PROVIDED ENTRIES:

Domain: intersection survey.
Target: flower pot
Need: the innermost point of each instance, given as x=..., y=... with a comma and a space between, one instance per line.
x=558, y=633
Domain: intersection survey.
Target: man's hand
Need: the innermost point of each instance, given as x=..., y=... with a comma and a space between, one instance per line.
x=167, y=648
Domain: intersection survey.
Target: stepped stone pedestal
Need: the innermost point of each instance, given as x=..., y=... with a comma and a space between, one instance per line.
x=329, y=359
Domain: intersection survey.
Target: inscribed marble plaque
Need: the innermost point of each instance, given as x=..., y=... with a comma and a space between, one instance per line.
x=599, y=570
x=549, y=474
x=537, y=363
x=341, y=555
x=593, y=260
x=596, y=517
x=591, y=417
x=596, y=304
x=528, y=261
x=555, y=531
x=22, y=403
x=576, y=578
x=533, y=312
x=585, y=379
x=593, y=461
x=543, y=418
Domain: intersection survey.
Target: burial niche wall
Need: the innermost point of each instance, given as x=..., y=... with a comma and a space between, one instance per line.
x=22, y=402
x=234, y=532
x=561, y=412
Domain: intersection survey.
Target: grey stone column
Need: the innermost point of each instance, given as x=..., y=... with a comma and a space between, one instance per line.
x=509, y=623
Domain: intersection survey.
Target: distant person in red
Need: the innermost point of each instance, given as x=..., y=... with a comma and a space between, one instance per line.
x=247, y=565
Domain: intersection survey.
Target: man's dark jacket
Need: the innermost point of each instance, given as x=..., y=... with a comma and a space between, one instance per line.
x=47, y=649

YOUR TASK: Copy out the listing above word for word, starting at its first line and ending with the line that contains "x=558, y=633", including both of those lines.

SOLUTION TO THE EXERCISE:
Domain: intersection survey.
Target: flower pot
Need: the innermost point of each instance, given as x=..., y=... with a comma and a space between, one instance per line.
x=558, y=633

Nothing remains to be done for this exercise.